++++ DOCUMENT TEXT

Radio Station Visit #134 – College Radio Station WHIP at Temple University

On a Friday evening in October, I traveled to Temple University in Philadelphia to see college radio station WHIP (pronounced W-H-I-P). As I approached its TECH Center building home, buses in the area were idling nearby, collecting passengers for a Temple football game that night. When I arrived at the station, WHIP’s General Manager Ed LeFurge and Program Director Eric White greeted me and welcomed me for a tour and chat.

Temple banner en route to WHIP. Photo: J. Waits

Temple banner en route to WHIP. Photo: J. Waits

LeFurge and White are passionate spokespeople for WHIP and enthusiastically shared with me some recent successes. A student-run station with around 100 participants and 18 student staff, WHIP has a long tradition of sports programming, although we spoke quite a bit about the growth of its news department and the diversity of its music shows. I was there on October 21, just a few weeks prior to the presidential election and was told about the station’s plans for election night coverage from a campus bar. In the preceding months, numerous station personnel had received press credentials for various political events, including debates. Additionally, WHIP had gotten interviews with both national and local officials, sometimes even before major news outlets.

WHIP Sports logo on the college radio station's wall. Photo: J. Waits

WHIP Sports logo on the college radio station’s wall. Photo: J. Waits

WHIP has also made an effort to connect with both radio industry professionals and college radio peers. One of the first things that we talked about was the Temple University Radio Networking Summit (T.U.R.N.S.) that had been held six months prior to my visit. WHIP organized the event, inviting guest speakers and students from around 20 local colleges for a day of panels and networking. LeFurge and White told me that after the election they would begin planning for the April, 2017 event. As it turns out, the next T.U.R.N.S. will take place this Thursday, April 27 at Temple University. In speaking of last year’s event, LeFurge recounted, “It was a really nice event that brought people together to network, to meet people and learn a little bit more about the radio business.”

++++++++

▶ _SET TASK 1_:
In the records, from the line containing "If you could indicate the sky" through the end of the records, swap "black shirt" for "gray shirt" and give that stretch back with everything else left as it is.
▶ _SET TASK 2_:
Extend the account of the visit to college radio station WHIP, picking up after its final sentence.
The records that follow are unrelated to the text above.

++++ DATA EXTRACT

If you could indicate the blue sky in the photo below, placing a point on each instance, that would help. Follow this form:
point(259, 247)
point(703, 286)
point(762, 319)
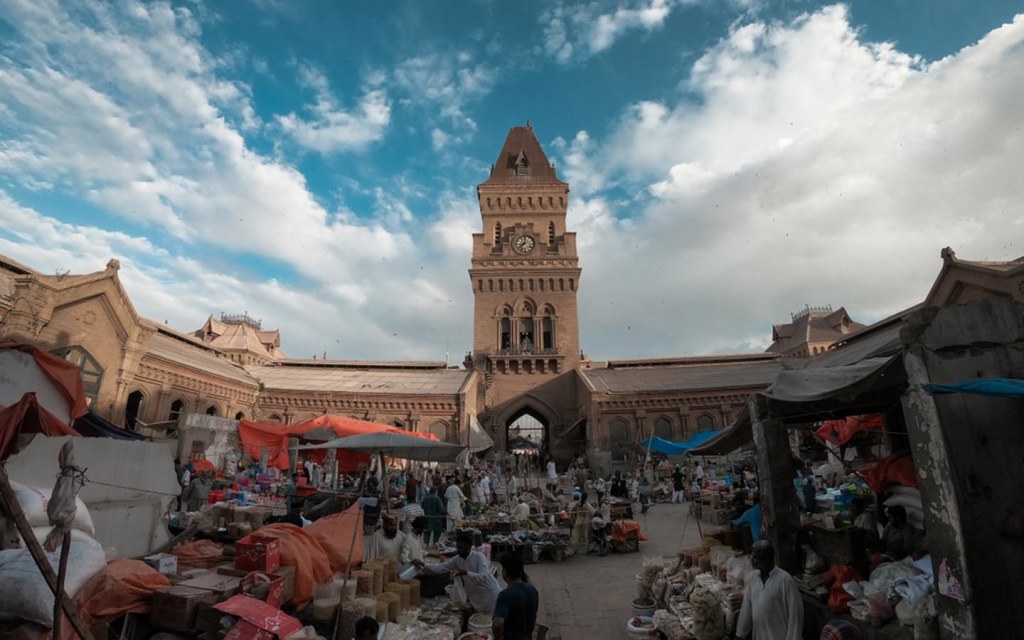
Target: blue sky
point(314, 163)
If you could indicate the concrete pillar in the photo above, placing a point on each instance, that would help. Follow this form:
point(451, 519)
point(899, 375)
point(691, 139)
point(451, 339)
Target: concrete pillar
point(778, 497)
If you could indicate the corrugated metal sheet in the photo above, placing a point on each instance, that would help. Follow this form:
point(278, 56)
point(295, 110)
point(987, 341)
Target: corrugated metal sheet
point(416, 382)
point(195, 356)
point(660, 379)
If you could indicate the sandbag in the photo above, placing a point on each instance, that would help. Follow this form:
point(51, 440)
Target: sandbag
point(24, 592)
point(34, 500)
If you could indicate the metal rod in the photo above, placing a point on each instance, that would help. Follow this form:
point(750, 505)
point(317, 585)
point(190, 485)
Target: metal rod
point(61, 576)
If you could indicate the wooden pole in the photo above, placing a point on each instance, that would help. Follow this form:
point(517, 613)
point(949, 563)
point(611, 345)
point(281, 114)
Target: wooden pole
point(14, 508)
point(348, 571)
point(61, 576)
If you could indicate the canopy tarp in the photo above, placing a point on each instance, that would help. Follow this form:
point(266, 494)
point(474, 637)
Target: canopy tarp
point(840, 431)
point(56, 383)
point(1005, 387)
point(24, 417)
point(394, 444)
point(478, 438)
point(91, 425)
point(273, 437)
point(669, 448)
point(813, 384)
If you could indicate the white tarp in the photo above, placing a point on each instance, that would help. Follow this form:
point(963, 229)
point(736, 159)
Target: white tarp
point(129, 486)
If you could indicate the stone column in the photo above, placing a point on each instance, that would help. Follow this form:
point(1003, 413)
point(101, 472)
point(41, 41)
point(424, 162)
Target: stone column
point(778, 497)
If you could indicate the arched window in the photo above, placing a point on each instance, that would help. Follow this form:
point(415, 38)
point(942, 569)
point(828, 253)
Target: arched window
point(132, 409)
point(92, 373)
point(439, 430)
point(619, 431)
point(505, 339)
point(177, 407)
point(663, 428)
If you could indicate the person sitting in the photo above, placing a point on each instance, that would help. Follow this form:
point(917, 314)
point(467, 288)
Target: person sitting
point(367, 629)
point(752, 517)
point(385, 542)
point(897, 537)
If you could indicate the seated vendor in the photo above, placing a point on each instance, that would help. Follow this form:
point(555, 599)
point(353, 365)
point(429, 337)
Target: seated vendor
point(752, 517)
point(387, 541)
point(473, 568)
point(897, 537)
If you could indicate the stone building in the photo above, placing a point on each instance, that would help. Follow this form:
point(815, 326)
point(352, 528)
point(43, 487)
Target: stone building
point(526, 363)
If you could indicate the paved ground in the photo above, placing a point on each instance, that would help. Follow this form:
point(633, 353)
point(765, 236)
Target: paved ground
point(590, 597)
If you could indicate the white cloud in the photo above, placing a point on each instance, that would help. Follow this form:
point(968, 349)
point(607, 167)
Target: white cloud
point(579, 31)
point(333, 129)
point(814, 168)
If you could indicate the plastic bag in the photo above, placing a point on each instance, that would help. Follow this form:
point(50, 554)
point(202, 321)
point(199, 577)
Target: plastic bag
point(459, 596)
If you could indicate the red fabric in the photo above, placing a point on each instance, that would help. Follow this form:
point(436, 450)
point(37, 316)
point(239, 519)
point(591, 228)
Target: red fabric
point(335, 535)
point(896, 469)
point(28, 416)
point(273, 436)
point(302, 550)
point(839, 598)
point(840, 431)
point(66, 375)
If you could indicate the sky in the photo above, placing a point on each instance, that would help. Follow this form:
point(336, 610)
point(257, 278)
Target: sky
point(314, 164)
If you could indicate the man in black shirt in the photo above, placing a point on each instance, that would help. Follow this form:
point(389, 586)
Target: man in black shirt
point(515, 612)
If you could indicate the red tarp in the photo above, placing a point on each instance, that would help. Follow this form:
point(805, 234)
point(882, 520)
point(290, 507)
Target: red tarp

++++++++

▶ _FINAL ANSWER 1_:
If you could indicate the sky in the photo above, placing a point on each instance, that would help. Follow this form:
point(336, 610)
point(257, 278)
Target: sky
point(314, 164)
If you could indicate the man in gray shirt in the photo above, placing a point on each instance, that would help. Follow this form:
point(389, 586)
Target: man in gray shirt
point(515, 612)
If you could indicate the red tarp in the photo above, placing a point on each instance, that would help. Follow this form:
point(805, 234)
point(882, 520)
point(290, 507)
Target: red tarp

▶ _FINAL ANSWER 2_:
WHIP studio. Photo: J. Waits

WHIP studio. Photo: J. Waits

An internet-only, student-run radio station today, WHIP originally launched over campus-only FM in 2000. Student radio has existed on campus much longer, however, with campus-only AM carrier current radio station WRTI (the call letters refer to its educational leanings and stood for Radio Technical Institute) emerging in 1948 (read about its early history here) and continuing until 1968. According to a timeline on the WRTI website, WRTI got an FM license in 1953. The new WRTI-FM went all jazz in 1969 and shifted to a jazz/classical format in 1997.

Audio equipment at WHIP. Photo: J. Waits

Audio equipment at WHIP. Photo: J. Waits

WRTI-AM was student-run from 1948 to 1968 and it was interesting to learn from a WRTI history website that WRTI collaborated with other local college radio stations in a “collegiate network.” I’ve been working on digging up the history of Haverford College’s radio station and had come across evidence of another similar network in the Philadelphia area in the 1940s. According to the WRTI history website, “On February 21, 1949, WRTI joined ‘The Philadelphia Inquirer Collegiate Network.’ This local hook-up connected the campus stations of Temple University, Swarthmore College and the University of Pennsylvania (WRTI, WXPN and WSRN). At that time, WRTI broadcast from 12 noon until 11 pm with WRTI programs airing from noon ’til 6 and then network programming from Swarthmore and Penn.”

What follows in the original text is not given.